_EXTRACTED RECORDS_
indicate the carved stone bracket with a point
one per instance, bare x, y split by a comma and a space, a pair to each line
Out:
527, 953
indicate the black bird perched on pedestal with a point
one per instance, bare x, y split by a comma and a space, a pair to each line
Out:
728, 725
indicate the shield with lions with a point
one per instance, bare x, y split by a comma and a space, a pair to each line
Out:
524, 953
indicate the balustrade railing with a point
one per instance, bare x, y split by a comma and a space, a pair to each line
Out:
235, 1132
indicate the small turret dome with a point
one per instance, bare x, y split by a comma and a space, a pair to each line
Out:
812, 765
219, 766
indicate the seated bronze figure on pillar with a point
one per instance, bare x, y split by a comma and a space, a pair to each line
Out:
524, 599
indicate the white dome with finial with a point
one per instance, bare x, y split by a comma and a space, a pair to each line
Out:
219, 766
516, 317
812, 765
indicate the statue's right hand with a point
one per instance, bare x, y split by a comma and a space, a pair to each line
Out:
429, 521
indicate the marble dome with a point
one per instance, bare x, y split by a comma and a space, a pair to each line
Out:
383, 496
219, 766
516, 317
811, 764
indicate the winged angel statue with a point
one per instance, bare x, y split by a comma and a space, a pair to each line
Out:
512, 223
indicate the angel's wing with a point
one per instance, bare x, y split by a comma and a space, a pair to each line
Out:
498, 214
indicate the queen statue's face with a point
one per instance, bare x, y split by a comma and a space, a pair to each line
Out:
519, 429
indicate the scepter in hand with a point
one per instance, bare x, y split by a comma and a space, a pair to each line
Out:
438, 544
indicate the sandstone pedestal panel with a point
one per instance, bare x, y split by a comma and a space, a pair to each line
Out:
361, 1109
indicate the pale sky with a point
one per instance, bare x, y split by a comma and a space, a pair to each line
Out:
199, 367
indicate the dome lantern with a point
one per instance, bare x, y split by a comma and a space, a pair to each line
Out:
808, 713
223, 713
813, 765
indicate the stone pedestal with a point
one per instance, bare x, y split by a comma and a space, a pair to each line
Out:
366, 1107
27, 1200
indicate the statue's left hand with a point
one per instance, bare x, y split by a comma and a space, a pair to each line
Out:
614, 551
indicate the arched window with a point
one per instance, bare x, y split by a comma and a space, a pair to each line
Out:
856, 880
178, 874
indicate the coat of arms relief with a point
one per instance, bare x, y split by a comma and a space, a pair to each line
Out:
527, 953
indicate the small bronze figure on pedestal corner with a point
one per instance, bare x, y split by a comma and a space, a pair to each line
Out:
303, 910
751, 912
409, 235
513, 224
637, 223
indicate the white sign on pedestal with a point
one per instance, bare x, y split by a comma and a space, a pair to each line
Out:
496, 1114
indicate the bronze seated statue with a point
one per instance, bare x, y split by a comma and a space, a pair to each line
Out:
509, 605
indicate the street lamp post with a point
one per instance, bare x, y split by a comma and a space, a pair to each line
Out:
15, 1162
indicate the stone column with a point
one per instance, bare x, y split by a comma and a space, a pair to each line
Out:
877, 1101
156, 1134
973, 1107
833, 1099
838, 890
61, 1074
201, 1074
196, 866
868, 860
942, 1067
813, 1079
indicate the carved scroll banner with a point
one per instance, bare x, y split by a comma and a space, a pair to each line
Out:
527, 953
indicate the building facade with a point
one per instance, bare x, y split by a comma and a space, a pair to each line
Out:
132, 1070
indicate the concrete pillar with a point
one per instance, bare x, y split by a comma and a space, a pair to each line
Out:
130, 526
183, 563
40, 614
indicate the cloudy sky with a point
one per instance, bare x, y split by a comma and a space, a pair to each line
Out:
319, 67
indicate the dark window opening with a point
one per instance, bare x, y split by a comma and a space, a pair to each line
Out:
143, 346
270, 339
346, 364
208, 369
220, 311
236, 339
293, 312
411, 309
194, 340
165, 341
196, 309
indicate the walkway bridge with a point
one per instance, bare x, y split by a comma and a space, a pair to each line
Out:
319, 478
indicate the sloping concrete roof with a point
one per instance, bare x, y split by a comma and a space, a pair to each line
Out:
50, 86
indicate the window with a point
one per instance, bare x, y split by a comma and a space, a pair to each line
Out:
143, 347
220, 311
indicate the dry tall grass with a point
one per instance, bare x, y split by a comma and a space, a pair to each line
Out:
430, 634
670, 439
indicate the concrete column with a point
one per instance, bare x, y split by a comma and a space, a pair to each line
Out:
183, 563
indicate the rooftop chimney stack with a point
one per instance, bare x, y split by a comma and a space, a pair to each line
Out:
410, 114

_PROBLEM DESCRIPTION_
All of the material above should be restated verbatim.

_TASK OUTPUT_
indicate the carved stone bracket with a point
one per instance, bare x, y split by a comma and a space, a pair to each line
Out:
527, 953
indicate the black bird perched on pedestal with a point
one per instance, bare x, y split by a comma and a space, a pair to each line
Out:
728, 725
indicate the shield with lions with a point
one per instance, bare x, y split by a comma and a space, a pair to each line
Out:
524, 953
indicate the balustrade railing with a point
one per instance, bare x, y split by a comma and a space, a pair to each line
Out:
235, 1132
indicate the small turret dome with a point
one per instance, bare x, y split by a comma and a space, a pair to each line
Out:
812, 765
219, 766
indicate the seated bronze figure on pillar with a point
one per instance, bare x, y split by a comma and a space, a pair to each line
Out:
524, 599
indicate the white dome with finial with a point
one per instance, bare x, y split by a comma and a space, a pair to each line
Out:
219, 766
516, 317
812, 765
indicate the statue's right hand with a point
one per instance, bare x, y split by a comma and a space, a pair to each line
Out:
429, 521
indicate the marble dome with a point
one per instance, bare x, y split by a comma and a space, a pair to each line
Out:
383, 496
219, 766
516, 317
811, 764
indicate the winged angel statue with a point
one per instance, bare x, y split by a comma and a space, a pair to each line
Out:
512, 223
indicate the angel's wing with a point
one per instance, bare x, y split by a comma and a space, a pair to each line
Out:
498, 214
indicate the queen statue's face with a point
one per instance, bare x, y split by a comma and a space, a pair to each line
Out:
519, 429
indicate the scepter in hand with a point
one per instance, bare x, y split by a comma and a space, a pair to each line
Out:
438, 544
indicate the sandstone pedestal panel with a point
one per instance, bare x, y split by a comma and a space, a pair to each line
Out:
361, 1109
indicate the pale sky with a point
one per instance, bare x, y split by a comma and a space, a pair to each line
Out:
199, 367
indicate the dome lantern with a point
one per instance, bare x, y split by a comma and a space, a pair to each line
Out:
808, 713
223, 713
813, 765
indicate the stone pedestal with a point
one per instance, bare x, y split by a comma and a space, a pair to each line
Out:
366, 1107
27, 1200
indicate the statue's left hand with a point
one per instance, bare x, y split by a comma and a space, a pair to each line
Out:
614, 551
indicate the arched window with a point
one per instance, bare x, y split by a comma and a space, a pair to each line
Out:
856, 880
178, 874
indicate the coat of arms relief with a point
one per instance, bare x, y split by a comma and a space, a pair to each line
Out:
527, 953
indicate the small bronze figure on pedestal corner with a point
one per instance, bare x, y split by a comma and a space, a pair to each line
Out:
303, 910
751, 912
409, 235
513, 224
637, 223
indicate the white sign on pedestal with a point
one per instance, bare x, y split by a comma and a space, a pair to each line
Out:
496, 1114
indicate the bronze seated statue with a point
one per instance, bare x, y split by a comma and a space, a pair to each line
Out:
509, 605
indicate the street lamp post with a point
one per instance, bare x, y split by a comma and a space, a pair to each line
Out:
15, 1162
indicate the stone column with a point
one per instance, bare x, y split by a comma and a space, a pair to each line
Out:
877, 1101
156, 1134
973, 1107
833, 1099
838, 890
61, 1074
201, 1074
196, 866
868, 860
942, 1067
813, 1079
indicate the carved scroll banner with a point
one per instance, bare x, y split by a comma and a space, a pair to each line
Out:
527, 953
indicate the building facade with a point
one per instance, bare x, y split by a comma and a space, a pair to each line
Out:
132, 1070
indicate the concrete pillar with a point
one per instance, bare x, y split by a comma and a space, a pair to each line
Out:
130, 526
183, 563
40, 614
indicate the cloudy sky with a point
one per instance, bare x, y split by a comma and a space, a pair to each line
Out:
319, 67
indicate the dark window opening with a point
one per instance, bare x, y split by a comma and a space, a pair to each line
Out:
143, 346
270, 339
346, 364
208, 369
220, 311
236, 339
293, 312
411, 309
194, 340
165, 341
196, 309
indicate the walkway bridge with a point
one per instance, bare x, y split by a comma and a space, a pair to each line
Out:
319, 478
indicate the sloping concrete roof with a point
one per instance, bare x, y split by a comma and a space, a pair to each line
Out:
50, 86
indicate the window with a point
one per instance, bare x, y split by a comma and a space, a pair to each line
Out:
143, 347
220, 311
indicate the dry tall grass with a point
one per instance, bare x, y split by a comma and a space, a pair to each line
Out:
430, 634
670, 439
indicate the concrete column with a point
one per instance, bare x, y split by a comma and a space, a pair to each line
Out:
183, 563
indicate the rooftop chimney stack with a point
one per instance, bare x, y split by a comma and a space, a pair to each line
Out:
410, 114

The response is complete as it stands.